Segmentation mask data:
══════

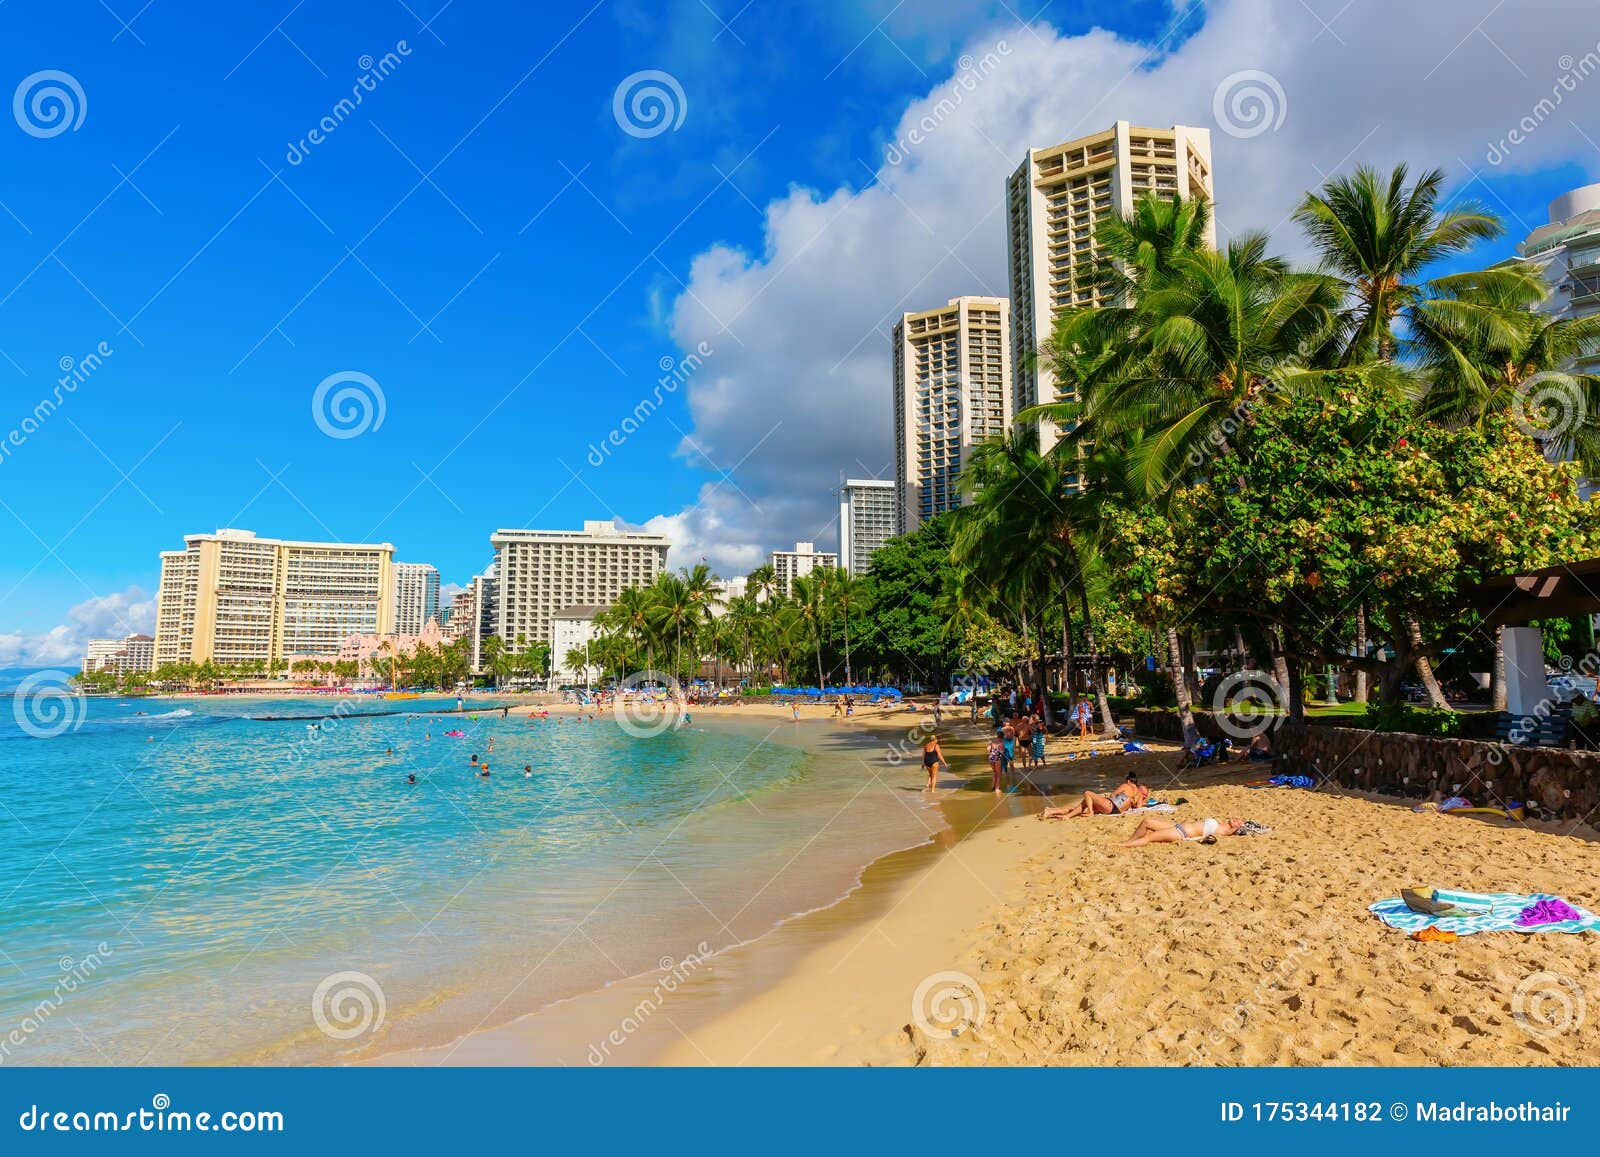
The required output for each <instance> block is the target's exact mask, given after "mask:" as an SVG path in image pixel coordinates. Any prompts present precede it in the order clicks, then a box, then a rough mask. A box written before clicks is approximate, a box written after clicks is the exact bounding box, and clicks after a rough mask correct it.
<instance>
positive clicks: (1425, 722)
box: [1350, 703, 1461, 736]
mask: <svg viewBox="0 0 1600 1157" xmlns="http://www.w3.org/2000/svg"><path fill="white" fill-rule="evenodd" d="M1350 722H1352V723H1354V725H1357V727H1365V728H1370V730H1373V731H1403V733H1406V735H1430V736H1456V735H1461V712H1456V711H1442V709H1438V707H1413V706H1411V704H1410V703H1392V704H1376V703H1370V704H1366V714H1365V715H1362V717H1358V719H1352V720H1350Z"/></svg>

══════

**WHAT IS EXPECTED**
Output each line above exactly as it stands, omitting the pictures.

**SOLUTION TO THIS PROBLEM**
The required output for each <instance> block is the target's exact mask, given after "mask:" as an SVG path in image pixel coordinates. Any prompts present precede it in the order clicks, then a box, then a rough mask. A box written before clicks is approximate, a box written after clicks is the exact bounding box, and clicks after a rough mask correct it.
<instance>
positive clicks: (1425, 722)
box: [1350, 703, 1461, 736]
mask: <svg viewBox="0 0 1600 1157" xmlns="http://www.w3.org/2000/svg"><path fill="white" fill-rule="evenodd" d="M1350 722H1352V723H1354V725H1357V727H1365V728H1370V730H1373V731H1403V733H1406V735H1430V736H1456V735H1461V712H1456V711H1442V709H1438V707H1413V706H1411V704H1410V703H1392V704H1376V703H1370V704H1366V714H1365V715H1362V717H1358V719H1352V720H1350Z"/></svg>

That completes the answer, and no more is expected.